### Excerto da página
************

Se este direito de crédito à venda da coisa, mesmo quando haja tradição dela, não goza

sequer de eficácia real, senão nos termos excepcionais previstos e regulados no artigo 413.º do

Código Civil, não se compreenderia que esse precário direito se convertesse num verdadeiro

direito real como a posse pelo simples facto da entrega antecipada da coisa.

O que a entrega (tradição) do móvel ou imóvel atribui ao promitente-comprador é um

direito pessoal de gozo sobre a coisa, semelhante ao do locatário ou do comodatário, e mais

forte, em certos aspectos, do que o direito conferido ao mandatário (em que o mandato envolva

certo uso da coisa), ao credor pignoratício9, ao depositário ou ao empreiteiro cuja obra se refira à

coisa entregue, e muito diferente do direito que compete ao mutuário.

8 Que uma pessoa pode gozar directamente de poderes imediatos (de detenção, de uso ou de fruição)

************

### Dados de origem
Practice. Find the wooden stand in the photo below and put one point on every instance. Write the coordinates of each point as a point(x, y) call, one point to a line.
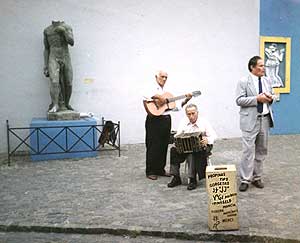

************

### Tarefas
a. Transcreve sem alterações o trecho do excerto sobre o promitente-comprador que vai de "direito pessoal de" a "compete ao mutuário.".
b. Reescreve em forma de lista, mantendo os factos principais, o parágrafo do excerto sobre o promitente-comprador que começa por "O que a entrega (tradição)".

### Soluções completas
a.
direito pessoal de gozo sobre a coisa, semelhante ao do locatário ou do comodatário, e mais

forte, em certos aspectos, do que o direito conferido ao mandatário (em que o mandato envolva

certo uso da coisa), ao credor pignoratício9, ao depositário ou ao empreiteiro cuja obra se refira à

coisa entregue, e muito diferente do direito que compete ao mutuário.

b.
- A entrega (tradição) da coisa, móvel ou imóvel, atribui ao promitente-comprador um direito pessoal de gozo sobre ela.
- Esse direito é semelhante ao do locatário ou do comodatário.
- Em certos aspectos, é mais forte do que o direito do mandatário (quando o mandato envolva certo uso da coisa), do credor pignoratício, do depositário ou do empreiteiro cuja obra se refira à coisa entregue.
- É muito diferente do direito que compete ao mutuário.